▸ Task to complete:
If a line of the data below holds the string "every", copy it.

(Data items)
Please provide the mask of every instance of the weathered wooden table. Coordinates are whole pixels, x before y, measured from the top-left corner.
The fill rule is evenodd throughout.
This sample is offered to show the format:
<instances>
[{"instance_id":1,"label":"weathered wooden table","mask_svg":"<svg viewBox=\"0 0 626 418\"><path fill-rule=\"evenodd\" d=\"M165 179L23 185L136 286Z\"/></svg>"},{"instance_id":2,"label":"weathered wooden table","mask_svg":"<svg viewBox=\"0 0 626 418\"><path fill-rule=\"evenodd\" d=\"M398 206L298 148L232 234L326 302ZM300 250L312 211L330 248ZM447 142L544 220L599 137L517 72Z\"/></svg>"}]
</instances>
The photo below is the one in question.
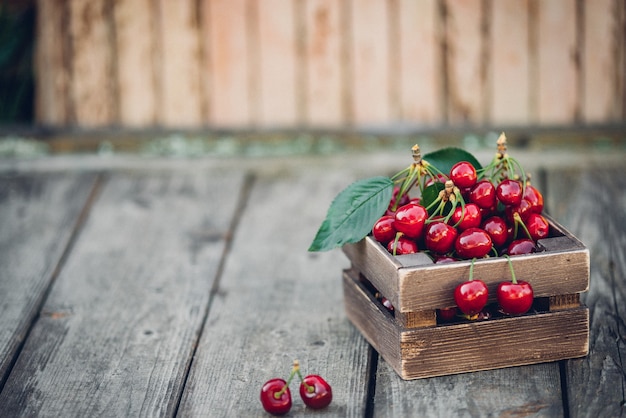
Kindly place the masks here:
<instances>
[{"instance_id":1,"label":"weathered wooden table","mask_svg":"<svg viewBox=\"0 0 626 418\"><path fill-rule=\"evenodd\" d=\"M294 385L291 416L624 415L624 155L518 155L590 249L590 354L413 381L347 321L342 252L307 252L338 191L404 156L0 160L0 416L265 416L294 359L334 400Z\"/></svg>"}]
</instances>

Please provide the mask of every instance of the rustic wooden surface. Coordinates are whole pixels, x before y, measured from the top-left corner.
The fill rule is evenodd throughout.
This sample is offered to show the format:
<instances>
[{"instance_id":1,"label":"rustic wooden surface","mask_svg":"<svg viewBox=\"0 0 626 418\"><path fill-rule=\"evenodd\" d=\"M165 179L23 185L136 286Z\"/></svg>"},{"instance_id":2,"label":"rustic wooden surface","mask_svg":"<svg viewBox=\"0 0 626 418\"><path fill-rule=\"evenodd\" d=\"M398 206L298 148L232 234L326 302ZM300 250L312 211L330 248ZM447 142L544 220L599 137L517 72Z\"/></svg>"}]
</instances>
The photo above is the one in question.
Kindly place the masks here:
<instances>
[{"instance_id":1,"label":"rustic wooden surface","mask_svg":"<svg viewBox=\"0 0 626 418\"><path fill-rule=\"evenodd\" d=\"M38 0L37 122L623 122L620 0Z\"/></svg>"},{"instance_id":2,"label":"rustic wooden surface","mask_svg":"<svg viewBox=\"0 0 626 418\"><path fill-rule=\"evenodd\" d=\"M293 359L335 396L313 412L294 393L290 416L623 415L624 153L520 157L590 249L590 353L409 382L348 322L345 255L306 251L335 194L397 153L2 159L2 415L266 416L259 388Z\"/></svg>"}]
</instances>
==
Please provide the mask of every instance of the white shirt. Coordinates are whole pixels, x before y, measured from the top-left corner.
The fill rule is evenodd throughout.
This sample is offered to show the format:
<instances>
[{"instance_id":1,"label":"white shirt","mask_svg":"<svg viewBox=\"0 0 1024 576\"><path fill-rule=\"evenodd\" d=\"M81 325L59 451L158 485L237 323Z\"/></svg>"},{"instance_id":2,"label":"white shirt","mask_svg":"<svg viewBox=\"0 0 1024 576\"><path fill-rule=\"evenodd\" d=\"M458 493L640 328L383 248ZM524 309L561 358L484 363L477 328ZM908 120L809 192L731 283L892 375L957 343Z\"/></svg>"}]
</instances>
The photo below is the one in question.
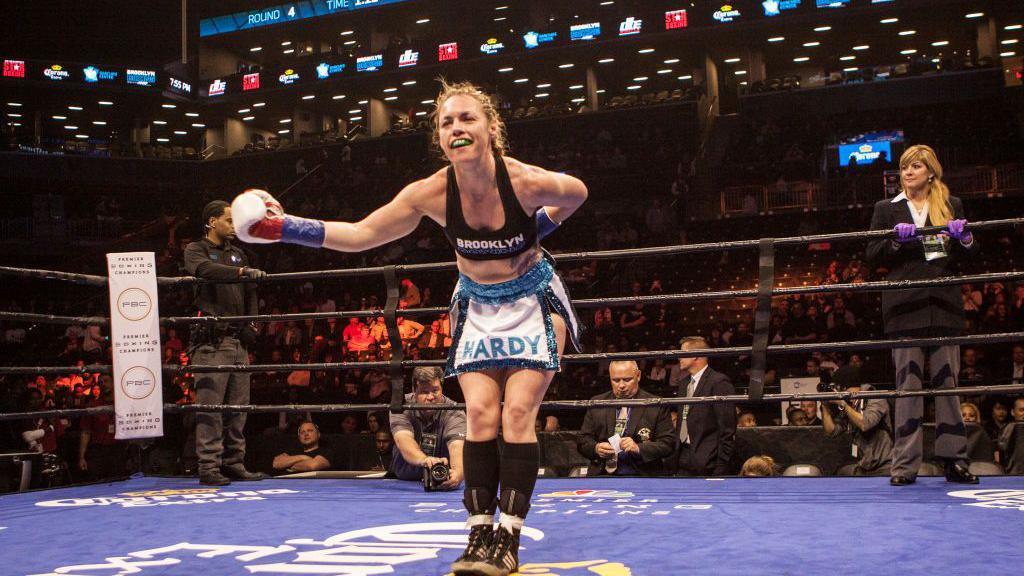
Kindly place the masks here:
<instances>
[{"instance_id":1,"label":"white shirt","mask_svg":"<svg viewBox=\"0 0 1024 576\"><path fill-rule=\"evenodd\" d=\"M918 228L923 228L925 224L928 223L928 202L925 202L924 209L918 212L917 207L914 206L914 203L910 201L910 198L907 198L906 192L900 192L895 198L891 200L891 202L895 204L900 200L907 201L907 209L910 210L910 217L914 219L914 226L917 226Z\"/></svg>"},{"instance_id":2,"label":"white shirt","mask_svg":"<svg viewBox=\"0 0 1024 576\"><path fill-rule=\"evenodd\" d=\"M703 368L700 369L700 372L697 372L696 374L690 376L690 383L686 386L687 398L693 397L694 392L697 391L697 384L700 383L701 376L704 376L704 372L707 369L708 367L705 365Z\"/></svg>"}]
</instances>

▸ Worked solution:
Please provide the mask of every instance of the weathered wooden table. Coordinates are whole pixels, x before y, measured from the top-left corner.
Please provide the mask of every instance of the rustic wooden surface. Coordinates are whole pixels, x before y, measured from the top-left corner.
Please provide the mask of every instance of the white shirt. Coordinates are whole pixels, x before y, measured from the top-left corner.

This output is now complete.